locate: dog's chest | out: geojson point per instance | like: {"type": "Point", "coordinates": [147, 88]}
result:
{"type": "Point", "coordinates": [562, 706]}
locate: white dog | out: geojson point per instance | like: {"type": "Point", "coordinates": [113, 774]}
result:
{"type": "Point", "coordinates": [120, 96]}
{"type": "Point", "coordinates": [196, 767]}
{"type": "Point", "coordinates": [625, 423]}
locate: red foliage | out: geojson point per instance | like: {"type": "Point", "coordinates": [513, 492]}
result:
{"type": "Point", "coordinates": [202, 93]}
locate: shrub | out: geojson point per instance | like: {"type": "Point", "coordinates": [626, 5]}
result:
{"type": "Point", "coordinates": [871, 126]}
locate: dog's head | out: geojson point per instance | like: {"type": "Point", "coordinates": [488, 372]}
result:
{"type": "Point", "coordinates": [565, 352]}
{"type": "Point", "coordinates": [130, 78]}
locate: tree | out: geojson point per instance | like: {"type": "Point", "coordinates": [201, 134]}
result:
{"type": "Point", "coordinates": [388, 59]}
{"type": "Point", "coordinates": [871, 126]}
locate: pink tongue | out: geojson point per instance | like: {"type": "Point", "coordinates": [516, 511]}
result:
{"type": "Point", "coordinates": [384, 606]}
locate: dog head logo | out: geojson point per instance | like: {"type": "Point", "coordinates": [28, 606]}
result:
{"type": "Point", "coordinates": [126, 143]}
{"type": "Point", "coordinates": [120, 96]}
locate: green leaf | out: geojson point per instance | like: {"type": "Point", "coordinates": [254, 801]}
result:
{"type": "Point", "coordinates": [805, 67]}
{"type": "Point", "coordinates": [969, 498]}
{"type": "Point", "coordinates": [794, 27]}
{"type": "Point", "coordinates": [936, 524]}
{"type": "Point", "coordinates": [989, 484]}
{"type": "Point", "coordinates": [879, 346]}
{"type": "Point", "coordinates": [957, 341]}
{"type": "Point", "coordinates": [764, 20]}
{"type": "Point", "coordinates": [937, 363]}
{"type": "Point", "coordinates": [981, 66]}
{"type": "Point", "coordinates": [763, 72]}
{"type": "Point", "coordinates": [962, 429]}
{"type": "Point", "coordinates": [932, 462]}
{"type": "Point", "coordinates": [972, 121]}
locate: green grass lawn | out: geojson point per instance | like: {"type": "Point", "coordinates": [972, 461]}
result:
+ + + + +
The records shown above must be returned in full, exactly as written.

-- Response below --
locate: dog's chest | out: geojson point per instance | like: {"type": "Point", "coordinates": [147, 88]}
result:
{"type": "Point", "coordinates": [562, 706]}
locate: white dog | out: geojson point per instance | like: {"type": "Point", "coordinates": [113, 774]}
result:
{"type": "Point", "coordinates": [120, 96]}
{"type": "Point", "coordinates": [196, 767]}
{"type": "Point", "coordinates": [625, 423]}
locate: red foliage | out: geojson point per instance | like: {"type": "Point", "coordinates": [513, 492]}
result:
{"type": "Point", "coordinates": [202, 93]}
locate: shrub | out: geojson point per instance | like: {"type": "Point", "coordinates": [626, 5]}
result:
{"type": "Point", "coordinates": [871, 126]}
locate: dog's head | out: geojson point per instance | like: {"type": "Point", "coordinates": [488, 372]}
result:
{"type": "Point", "coordinates": [565, 352]}
{"type": "Point", "coordinates": [130, 78]}
locate: tree | out: geojson point per instance | like: {"type": "Point", "coordinates": [201, 134]}
result:
{"type": "Point", "coordinates": [388, 59]}
{"type": "Point", "coordinates": [871, 126]}
locate: pink tongue | out: geojson point per instance | like: {"type": "Point", "coordinates": [516, 511]}
result:
{"type": "Point", "coordinates": [384, 606]}
locate: dog head logo | out: geojson point per instance | like: {"type": "Point", "coordinates": [28, 606]}
result:
{"type": "Point", "coordinates": [126, 143]}
{"type": "Point", "coordinates": [120, 96]}
locate: green leaf | out: geojson point per instance | like: {"type": "Point", "coordinates": [254, 801]}
result:
{"type": "Point", "coordinates": [805, 67]}
{"type": "Point", "coordinates": [969, 498]}
{"type": "Point", "coordinates": [794, 27]}
{"type": "Point", "coordinates": [936, 524]}
{"type": "Point", "coordinates": [989, 484]}
{"type": "Point", "coordinates": [879, 346]}
{"type": "Point", "coordinates": [957, 341]}
{"type": "Point", "coordinates": [764, 20]}
{"type": "Point", "coordinates": [937, 363]}
{"type": "Point", "coordinates": [981, 66]}
{"type": "Point", "coordinates": [763, 72]}
{"type": "Point", "coordinates": [962, 429]}
{"type": "Point", "coordinates": [932, 462]}
{"type": "Point", "coordinates": [972, 121]}
locate: green grass lawn | out: geojson point per instance | like: {"type": "Point", "coordinates": [972, 461]}
result:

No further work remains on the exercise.